'''

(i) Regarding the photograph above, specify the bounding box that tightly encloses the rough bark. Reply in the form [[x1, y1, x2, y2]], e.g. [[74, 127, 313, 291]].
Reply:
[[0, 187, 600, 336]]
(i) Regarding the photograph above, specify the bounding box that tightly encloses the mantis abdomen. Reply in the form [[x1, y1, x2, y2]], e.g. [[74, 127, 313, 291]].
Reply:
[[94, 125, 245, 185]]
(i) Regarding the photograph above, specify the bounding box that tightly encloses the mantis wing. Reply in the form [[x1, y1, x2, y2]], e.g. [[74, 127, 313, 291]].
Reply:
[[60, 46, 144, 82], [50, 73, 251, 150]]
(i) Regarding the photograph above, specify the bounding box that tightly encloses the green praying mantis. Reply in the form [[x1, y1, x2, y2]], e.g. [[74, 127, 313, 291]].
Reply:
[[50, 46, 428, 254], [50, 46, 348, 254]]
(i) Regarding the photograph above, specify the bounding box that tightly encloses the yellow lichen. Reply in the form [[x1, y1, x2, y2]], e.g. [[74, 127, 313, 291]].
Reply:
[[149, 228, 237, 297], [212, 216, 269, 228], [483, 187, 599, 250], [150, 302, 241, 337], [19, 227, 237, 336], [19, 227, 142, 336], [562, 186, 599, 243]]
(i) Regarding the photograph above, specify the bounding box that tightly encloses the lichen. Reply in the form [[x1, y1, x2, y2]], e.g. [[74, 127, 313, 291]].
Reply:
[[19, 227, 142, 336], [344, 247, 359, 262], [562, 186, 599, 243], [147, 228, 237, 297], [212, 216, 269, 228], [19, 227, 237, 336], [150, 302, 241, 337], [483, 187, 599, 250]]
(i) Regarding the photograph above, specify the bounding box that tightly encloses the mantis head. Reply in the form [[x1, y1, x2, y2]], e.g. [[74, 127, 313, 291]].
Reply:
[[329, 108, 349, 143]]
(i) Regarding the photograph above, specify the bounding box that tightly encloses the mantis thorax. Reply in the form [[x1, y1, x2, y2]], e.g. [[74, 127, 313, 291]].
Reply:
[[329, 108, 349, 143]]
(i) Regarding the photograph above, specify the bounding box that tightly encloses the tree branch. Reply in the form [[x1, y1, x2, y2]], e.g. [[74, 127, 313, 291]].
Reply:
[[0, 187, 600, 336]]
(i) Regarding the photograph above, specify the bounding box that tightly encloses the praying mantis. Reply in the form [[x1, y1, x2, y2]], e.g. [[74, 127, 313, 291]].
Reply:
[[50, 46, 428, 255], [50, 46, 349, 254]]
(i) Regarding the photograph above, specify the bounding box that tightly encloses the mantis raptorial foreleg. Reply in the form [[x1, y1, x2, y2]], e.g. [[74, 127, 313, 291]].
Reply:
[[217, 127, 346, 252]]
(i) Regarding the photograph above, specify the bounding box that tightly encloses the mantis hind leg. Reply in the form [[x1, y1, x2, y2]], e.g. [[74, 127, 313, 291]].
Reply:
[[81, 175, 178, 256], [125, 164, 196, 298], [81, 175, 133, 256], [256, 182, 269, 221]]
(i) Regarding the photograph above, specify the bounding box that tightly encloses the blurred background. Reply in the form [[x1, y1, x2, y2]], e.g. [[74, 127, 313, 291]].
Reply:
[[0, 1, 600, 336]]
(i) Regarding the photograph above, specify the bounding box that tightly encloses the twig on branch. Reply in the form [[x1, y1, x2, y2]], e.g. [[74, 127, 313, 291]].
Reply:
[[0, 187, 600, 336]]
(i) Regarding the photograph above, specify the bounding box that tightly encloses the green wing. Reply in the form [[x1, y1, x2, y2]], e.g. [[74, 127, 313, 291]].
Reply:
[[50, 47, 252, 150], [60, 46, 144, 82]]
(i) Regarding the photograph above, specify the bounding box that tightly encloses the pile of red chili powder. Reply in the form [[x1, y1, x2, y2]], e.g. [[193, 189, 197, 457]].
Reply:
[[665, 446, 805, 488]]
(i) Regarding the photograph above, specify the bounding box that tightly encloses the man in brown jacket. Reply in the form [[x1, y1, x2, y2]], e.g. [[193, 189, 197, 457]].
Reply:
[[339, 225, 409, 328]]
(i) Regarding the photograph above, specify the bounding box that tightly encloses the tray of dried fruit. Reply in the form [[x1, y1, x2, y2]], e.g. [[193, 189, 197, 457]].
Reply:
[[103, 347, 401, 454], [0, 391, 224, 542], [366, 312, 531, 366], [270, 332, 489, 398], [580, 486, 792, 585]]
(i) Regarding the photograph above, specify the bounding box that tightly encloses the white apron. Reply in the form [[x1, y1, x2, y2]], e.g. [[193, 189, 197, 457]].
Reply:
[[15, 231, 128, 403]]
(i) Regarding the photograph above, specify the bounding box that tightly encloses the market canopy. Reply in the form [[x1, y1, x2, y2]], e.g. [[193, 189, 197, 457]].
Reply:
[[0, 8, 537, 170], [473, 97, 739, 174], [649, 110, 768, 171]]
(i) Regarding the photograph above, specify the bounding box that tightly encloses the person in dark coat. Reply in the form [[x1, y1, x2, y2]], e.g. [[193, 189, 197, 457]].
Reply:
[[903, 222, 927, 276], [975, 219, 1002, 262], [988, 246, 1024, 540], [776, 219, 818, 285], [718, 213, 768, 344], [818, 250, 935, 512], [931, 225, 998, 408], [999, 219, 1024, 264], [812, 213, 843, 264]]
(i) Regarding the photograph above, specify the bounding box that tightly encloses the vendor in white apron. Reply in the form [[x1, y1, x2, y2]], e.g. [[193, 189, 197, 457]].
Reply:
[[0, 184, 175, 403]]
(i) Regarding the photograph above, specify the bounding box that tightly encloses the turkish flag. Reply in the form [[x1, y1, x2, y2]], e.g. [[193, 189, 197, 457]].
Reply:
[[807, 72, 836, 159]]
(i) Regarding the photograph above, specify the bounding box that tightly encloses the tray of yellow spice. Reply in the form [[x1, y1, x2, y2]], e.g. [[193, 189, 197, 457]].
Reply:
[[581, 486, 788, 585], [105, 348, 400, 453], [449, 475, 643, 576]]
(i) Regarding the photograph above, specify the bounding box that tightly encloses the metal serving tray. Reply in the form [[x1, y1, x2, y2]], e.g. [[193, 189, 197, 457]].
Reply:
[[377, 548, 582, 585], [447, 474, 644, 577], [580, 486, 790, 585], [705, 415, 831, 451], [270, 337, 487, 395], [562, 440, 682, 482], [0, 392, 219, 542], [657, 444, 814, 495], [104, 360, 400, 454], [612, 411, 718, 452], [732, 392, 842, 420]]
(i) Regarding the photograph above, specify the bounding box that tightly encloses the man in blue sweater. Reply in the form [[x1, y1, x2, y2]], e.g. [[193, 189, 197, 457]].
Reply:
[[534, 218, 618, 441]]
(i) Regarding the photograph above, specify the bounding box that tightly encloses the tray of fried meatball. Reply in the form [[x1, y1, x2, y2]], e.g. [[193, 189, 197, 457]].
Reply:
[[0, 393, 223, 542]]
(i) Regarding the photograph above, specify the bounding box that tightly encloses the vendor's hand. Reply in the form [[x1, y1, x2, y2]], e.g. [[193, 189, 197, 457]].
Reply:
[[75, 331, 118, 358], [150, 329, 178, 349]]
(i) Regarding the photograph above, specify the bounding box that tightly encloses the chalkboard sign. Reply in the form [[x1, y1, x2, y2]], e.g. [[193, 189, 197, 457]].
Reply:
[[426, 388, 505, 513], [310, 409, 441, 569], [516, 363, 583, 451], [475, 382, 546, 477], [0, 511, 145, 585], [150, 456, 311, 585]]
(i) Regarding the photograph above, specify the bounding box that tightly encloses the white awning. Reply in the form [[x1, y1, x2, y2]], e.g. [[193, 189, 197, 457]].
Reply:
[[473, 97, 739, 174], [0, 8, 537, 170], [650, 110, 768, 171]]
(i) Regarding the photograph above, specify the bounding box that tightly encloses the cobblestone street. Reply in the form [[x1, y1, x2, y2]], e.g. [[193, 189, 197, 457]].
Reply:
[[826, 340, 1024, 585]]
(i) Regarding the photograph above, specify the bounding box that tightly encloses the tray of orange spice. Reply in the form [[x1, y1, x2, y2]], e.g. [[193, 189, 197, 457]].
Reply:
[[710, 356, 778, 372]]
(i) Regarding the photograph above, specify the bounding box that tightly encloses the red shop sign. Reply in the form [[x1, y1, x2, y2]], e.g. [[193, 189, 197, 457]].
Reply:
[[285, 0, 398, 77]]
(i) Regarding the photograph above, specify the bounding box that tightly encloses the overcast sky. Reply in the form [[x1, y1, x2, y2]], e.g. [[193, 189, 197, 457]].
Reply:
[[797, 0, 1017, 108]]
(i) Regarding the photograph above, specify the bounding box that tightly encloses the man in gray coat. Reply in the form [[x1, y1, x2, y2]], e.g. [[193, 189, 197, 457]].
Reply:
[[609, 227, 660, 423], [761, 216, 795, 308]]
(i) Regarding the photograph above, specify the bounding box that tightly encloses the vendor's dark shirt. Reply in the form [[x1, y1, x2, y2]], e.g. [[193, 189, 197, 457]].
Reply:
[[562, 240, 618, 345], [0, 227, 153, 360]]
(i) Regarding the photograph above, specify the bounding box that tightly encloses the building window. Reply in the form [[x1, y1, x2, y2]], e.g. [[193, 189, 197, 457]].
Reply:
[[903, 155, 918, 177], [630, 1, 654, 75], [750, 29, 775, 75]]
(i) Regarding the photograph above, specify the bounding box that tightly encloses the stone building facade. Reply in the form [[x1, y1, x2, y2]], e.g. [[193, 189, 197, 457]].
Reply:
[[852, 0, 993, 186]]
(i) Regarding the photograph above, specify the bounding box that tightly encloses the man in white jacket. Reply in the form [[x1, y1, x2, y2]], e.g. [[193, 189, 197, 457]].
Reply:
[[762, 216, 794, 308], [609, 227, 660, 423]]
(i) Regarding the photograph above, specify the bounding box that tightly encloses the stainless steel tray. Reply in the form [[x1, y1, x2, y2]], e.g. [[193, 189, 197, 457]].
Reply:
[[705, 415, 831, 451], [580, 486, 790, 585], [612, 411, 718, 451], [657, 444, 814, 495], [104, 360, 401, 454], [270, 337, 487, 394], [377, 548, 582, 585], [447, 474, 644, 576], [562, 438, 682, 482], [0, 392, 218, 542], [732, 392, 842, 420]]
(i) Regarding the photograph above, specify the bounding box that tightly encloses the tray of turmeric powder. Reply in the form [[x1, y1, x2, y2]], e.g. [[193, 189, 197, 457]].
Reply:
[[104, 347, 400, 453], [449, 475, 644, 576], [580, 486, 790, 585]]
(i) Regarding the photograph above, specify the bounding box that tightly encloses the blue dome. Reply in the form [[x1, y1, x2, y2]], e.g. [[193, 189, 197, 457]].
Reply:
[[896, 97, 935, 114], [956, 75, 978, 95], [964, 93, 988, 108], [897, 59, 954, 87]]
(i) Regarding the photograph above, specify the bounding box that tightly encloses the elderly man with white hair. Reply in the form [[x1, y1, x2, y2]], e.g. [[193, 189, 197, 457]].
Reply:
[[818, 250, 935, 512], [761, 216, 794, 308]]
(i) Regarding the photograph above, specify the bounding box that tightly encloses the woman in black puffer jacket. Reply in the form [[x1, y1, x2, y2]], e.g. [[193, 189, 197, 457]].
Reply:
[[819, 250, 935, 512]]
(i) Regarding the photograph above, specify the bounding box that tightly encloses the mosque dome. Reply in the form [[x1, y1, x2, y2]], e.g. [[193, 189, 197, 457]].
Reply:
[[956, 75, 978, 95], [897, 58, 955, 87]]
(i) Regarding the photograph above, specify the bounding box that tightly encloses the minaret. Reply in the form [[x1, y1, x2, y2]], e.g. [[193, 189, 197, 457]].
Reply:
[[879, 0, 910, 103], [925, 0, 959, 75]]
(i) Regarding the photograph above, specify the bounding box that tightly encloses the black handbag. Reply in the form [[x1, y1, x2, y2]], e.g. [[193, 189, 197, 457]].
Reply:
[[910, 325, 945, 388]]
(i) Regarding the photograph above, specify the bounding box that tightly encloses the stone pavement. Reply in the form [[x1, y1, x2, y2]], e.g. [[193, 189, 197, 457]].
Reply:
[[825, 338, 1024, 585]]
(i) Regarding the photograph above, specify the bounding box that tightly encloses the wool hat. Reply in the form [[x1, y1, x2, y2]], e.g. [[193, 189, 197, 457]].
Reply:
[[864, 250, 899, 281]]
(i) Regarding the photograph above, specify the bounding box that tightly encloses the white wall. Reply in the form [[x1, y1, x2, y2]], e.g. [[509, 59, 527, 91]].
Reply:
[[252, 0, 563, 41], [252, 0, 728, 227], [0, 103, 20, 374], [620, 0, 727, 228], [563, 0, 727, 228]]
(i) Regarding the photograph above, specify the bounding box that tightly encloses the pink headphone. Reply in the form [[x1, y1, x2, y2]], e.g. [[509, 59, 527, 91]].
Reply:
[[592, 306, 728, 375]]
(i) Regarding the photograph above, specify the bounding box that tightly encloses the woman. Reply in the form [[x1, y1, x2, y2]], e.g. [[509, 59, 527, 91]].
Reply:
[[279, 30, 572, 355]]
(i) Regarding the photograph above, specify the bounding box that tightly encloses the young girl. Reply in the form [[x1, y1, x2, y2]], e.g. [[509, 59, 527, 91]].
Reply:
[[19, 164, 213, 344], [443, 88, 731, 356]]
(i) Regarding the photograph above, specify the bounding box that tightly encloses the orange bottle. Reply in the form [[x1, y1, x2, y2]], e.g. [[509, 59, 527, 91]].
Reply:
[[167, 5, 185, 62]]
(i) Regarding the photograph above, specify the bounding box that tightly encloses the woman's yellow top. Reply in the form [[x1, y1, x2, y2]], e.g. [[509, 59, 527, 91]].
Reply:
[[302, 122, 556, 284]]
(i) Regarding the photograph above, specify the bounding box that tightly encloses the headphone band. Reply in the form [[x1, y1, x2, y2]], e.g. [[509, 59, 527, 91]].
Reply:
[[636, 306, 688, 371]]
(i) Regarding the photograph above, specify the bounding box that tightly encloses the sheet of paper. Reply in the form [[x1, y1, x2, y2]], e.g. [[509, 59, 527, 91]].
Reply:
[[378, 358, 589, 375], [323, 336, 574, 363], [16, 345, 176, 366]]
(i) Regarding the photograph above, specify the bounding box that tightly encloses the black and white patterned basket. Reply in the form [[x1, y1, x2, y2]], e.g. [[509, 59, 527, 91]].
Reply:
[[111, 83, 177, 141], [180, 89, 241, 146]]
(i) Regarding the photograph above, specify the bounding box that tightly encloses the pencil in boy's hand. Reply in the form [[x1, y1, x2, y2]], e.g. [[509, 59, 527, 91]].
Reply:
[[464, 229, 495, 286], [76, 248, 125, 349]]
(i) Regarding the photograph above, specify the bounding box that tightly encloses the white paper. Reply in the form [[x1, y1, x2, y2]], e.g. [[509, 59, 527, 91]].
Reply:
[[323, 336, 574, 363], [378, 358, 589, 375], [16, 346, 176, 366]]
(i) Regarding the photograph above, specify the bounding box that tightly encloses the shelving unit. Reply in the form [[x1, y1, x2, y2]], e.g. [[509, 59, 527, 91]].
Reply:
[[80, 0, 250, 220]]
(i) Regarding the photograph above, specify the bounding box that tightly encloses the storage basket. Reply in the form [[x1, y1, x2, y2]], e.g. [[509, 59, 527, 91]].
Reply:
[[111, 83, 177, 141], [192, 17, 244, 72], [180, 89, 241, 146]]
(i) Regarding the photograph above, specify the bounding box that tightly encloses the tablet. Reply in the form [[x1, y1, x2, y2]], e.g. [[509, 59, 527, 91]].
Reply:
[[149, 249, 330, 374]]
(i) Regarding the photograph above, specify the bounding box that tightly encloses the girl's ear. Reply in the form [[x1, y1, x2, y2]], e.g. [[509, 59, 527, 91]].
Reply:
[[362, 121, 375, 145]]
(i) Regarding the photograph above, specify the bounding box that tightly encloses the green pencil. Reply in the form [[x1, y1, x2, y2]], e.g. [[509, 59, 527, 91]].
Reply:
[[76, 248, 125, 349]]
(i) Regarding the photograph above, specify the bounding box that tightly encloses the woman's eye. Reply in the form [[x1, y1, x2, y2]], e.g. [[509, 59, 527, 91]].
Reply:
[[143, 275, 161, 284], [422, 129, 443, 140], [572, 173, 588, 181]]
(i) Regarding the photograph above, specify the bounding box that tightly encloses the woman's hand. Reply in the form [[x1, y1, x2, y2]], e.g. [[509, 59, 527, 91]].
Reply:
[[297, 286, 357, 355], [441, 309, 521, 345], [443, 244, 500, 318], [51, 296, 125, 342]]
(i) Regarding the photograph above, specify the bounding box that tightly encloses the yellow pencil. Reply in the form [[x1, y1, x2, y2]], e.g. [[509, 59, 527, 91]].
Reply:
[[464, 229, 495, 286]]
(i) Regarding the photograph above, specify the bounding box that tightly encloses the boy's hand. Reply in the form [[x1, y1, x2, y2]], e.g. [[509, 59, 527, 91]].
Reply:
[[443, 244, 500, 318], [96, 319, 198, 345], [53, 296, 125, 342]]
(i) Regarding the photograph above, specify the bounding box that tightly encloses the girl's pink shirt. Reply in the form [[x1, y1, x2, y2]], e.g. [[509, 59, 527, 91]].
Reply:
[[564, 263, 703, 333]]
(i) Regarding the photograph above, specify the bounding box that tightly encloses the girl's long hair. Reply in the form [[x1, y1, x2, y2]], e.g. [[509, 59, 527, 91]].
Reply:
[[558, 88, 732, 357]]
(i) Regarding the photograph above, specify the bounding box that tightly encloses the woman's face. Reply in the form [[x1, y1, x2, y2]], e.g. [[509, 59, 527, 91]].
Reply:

'''

## Goal
Could you set down, verbatim, the lines of the listing from the line with "encloses the boy's" to the line with "[[564, 263, 703, 333]]"?

## Expected answer
(i) Regarding the photograph above, specify the bounding box that tightly encloses the boy's hand. Reply in the form [[x1, y1, x2, y2]], e.g. [[509, 59, 527, 91]].
Reply:
[[443, 244, 500, 318], [96, 319, 198, 345], [53, 296, 125, 342]]
(i) Regarding the photograph above, specify the bounding box that tightly encloses the girl's pink shirt. Reply in the form [[x1, y1, x2, y2]], e.g. [[509, 59, 527, 91]].
Reply:
[[564, 263, 703, 333]]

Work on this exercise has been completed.